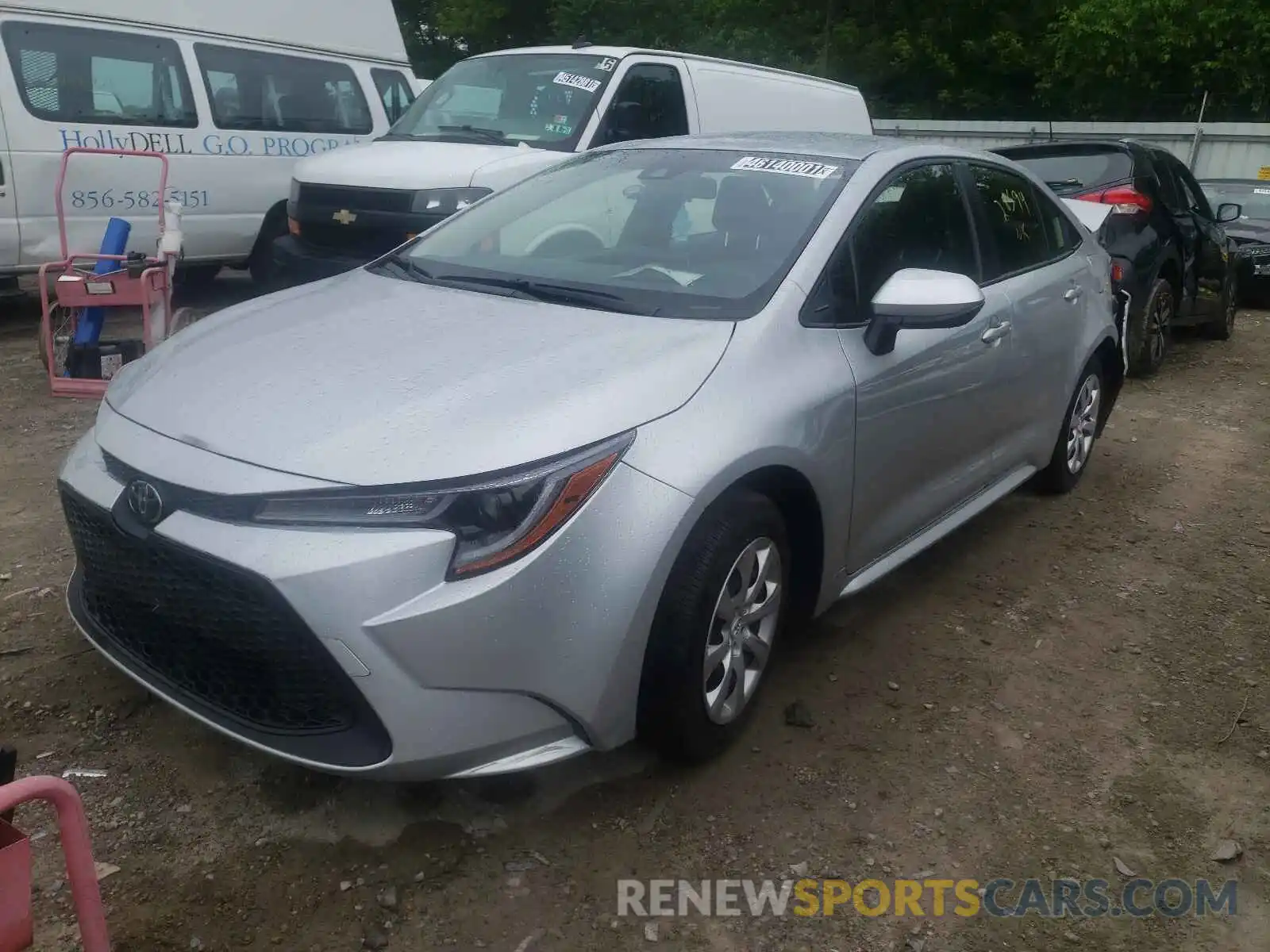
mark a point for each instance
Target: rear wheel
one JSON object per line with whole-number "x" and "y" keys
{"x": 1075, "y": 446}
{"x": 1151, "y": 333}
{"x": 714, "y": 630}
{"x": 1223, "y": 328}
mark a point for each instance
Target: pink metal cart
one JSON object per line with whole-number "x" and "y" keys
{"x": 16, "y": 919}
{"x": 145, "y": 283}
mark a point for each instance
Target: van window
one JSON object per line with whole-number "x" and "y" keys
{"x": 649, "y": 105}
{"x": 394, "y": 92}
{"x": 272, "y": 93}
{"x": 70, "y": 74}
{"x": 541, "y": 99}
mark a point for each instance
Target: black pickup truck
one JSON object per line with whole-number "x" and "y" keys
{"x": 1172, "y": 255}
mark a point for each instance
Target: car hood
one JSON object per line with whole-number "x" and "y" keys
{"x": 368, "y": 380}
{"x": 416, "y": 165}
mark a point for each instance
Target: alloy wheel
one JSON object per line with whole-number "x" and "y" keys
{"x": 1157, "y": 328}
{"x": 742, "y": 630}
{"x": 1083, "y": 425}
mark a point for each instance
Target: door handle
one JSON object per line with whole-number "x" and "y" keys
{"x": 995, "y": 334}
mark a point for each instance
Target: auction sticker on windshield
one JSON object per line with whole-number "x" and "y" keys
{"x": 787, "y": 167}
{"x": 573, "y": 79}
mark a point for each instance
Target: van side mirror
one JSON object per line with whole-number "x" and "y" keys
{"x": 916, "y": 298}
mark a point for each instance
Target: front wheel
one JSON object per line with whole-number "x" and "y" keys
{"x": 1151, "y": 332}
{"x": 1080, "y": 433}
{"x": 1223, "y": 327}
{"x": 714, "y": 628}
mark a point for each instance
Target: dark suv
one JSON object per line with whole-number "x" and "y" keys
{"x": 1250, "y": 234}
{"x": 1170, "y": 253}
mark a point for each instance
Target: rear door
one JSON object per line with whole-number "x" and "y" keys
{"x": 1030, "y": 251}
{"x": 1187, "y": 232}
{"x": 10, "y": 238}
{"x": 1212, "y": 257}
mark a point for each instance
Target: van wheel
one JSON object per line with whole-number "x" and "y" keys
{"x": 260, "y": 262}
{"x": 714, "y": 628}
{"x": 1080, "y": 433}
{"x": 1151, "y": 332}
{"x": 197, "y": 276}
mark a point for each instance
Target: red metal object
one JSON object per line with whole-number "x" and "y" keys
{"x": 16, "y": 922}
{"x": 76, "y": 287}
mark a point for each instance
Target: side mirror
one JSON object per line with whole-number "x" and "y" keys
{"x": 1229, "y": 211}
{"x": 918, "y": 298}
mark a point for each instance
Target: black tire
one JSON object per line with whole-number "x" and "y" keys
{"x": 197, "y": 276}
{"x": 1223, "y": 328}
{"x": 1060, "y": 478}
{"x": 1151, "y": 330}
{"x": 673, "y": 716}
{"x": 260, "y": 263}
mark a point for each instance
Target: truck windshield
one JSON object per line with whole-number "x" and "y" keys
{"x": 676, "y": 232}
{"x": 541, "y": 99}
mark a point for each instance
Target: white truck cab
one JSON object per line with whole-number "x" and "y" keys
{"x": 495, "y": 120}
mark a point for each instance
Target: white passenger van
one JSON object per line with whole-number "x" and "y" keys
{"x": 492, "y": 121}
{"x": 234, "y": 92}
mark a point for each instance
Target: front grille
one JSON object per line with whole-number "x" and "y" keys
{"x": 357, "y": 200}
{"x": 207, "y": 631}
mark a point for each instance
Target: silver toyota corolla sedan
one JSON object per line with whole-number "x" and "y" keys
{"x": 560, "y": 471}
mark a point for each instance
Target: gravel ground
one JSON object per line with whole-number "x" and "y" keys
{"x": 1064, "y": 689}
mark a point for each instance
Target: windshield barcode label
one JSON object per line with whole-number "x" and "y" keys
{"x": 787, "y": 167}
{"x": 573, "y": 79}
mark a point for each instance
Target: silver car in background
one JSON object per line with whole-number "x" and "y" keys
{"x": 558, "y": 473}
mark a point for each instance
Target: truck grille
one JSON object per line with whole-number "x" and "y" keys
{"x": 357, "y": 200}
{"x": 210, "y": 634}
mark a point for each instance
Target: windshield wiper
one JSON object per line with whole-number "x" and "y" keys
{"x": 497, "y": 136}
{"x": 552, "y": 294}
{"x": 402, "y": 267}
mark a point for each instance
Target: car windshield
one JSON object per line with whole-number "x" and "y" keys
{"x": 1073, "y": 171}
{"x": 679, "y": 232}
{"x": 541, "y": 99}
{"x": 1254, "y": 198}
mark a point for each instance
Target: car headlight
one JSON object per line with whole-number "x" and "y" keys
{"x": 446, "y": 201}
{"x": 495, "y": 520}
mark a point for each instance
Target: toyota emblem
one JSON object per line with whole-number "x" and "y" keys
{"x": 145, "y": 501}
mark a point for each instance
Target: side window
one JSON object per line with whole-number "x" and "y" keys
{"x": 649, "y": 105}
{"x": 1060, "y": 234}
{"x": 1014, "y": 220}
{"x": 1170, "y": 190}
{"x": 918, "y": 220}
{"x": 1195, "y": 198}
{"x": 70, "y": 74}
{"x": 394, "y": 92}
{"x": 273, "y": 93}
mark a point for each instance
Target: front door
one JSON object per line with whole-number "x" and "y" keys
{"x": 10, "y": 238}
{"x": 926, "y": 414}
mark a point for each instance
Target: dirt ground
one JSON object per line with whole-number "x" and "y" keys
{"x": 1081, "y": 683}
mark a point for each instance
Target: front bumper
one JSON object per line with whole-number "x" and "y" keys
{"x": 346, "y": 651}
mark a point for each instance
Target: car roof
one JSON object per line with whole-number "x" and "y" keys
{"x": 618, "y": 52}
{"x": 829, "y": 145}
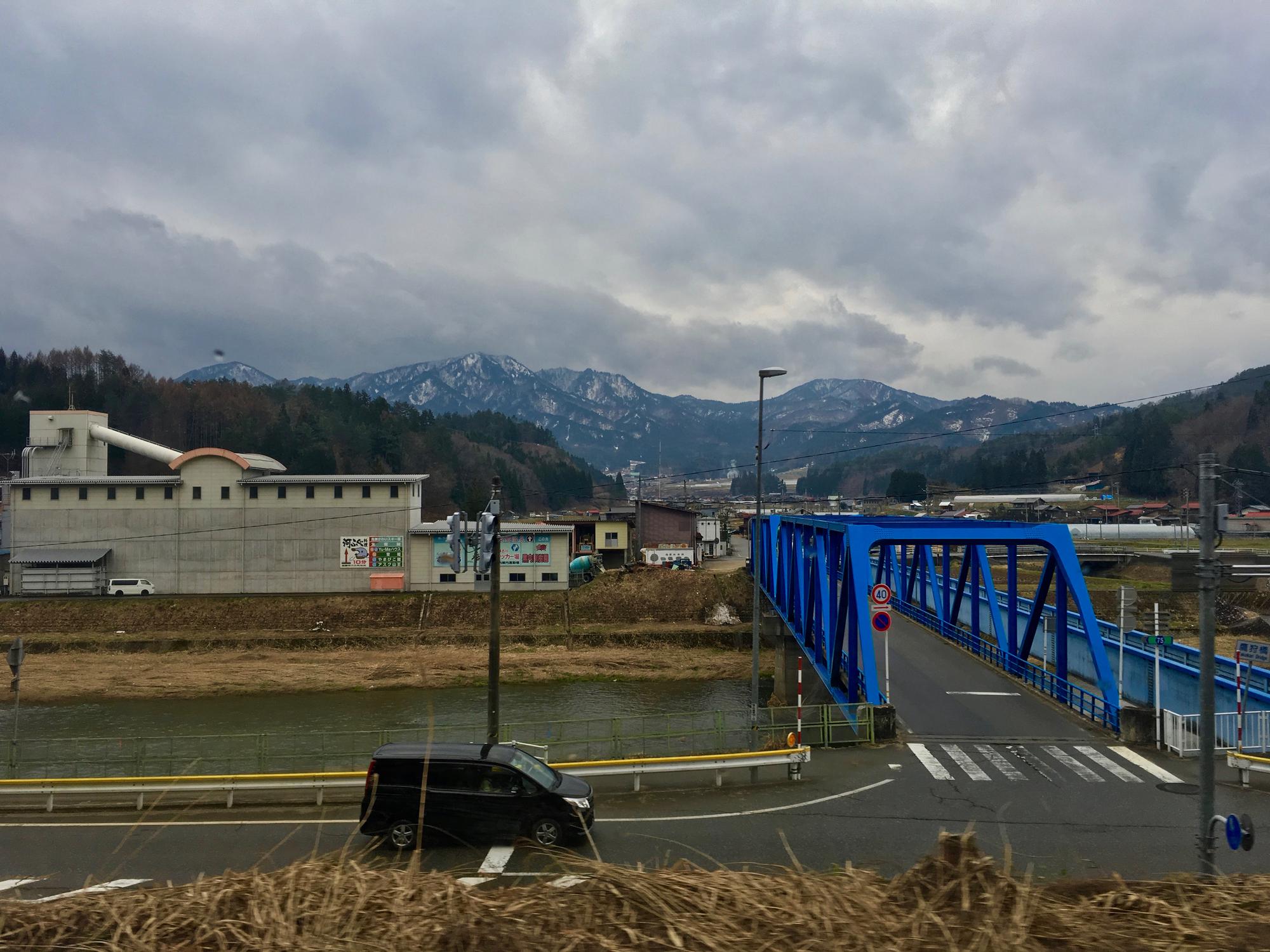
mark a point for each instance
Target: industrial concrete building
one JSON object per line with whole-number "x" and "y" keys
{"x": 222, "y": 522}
* * *
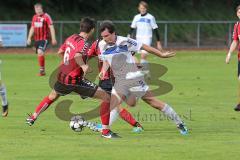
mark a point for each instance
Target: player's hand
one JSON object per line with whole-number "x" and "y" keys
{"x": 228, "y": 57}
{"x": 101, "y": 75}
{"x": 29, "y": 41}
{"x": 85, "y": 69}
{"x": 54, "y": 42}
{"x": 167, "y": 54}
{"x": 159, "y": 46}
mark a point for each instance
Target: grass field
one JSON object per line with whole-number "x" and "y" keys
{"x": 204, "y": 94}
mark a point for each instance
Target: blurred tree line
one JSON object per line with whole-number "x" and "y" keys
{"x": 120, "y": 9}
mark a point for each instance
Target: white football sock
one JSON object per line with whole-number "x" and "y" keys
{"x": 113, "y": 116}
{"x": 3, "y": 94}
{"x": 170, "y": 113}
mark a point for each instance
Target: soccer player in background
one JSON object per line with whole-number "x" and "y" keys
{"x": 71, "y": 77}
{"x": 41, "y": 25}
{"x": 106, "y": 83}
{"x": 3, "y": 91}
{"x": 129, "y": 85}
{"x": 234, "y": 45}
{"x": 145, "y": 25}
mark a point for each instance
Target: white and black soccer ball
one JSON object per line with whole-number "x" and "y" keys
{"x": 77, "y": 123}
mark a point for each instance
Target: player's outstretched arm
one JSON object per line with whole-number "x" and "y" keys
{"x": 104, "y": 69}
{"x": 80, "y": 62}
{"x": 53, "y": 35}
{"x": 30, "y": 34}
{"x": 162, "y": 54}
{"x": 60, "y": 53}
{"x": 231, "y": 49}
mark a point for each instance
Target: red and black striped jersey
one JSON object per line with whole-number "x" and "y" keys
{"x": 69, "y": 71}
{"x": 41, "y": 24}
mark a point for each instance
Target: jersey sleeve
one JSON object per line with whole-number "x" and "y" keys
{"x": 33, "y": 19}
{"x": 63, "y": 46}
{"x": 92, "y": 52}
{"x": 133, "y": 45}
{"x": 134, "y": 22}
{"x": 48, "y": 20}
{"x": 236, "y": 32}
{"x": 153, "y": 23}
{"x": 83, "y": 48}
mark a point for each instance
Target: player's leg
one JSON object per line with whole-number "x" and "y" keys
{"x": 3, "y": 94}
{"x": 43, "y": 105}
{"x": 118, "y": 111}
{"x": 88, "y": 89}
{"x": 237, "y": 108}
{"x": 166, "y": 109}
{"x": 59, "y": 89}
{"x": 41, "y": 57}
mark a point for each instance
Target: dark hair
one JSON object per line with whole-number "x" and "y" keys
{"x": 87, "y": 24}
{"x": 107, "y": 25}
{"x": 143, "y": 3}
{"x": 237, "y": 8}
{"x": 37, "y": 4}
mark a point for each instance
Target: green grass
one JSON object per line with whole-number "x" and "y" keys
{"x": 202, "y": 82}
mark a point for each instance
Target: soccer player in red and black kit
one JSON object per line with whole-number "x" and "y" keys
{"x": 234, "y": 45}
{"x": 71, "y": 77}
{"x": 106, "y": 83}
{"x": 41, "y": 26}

Task: State how many lines in the listing above contain the word "mirror". Reply with the number only.

Solution for this task: 2